To be done:
Please rewrite the stretch from the line containing "Q. Point to the woman" through the end of the material, switching "sunglasses" to "reading glasses" and leaving everything else unchanged.
%%
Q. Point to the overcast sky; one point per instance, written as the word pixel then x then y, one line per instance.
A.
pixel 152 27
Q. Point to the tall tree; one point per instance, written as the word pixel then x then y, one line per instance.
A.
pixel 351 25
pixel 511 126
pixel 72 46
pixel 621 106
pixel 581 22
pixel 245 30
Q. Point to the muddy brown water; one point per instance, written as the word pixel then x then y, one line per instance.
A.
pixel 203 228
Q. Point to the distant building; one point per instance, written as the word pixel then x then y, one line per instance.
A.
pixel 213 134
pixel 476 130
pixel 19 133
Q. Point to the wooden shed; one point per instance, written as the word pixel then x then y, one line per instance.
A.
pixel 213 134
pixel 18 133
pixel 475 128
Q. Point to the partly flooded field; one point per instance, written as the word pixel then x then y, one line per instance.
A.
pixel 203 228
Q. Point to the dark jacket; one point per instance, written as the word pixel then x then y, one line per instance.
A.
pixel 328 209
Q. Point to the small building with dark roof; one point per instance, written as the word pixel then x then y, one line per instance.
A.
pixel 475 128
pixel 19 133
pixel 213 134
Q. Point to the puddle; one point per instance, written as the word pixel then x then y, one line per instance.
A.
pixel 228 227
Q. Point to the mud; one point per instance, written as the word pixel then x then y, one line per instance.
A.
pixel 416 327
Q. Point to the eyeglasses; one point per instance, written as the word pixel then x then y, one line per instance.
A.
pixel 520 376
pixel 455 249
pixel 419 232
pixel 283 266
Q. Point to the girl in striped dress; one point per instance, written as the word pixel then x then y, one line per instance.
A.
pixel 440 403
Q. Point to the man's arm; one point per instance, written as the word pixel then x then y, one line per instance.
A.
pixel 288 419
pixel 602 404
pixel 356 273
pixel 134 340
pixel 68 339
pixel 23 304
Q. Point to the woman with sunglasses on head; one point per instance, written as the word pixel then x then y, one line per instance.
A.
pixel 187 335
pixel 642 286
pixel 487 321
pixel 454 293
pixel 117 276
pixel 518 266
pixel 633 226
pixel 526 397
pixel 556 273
%%
Task result:
Q. Point to the woman with reading glasses on head; one point per instance, written as the word pixel then x then y, one line per instance.
A.
pixel 187 335
pixel 642 286
pixel 487 321
pixel 454 293
pixel 117 276
pixel 518 266
pixel 633 226
pixel 526 397
pixel 556 273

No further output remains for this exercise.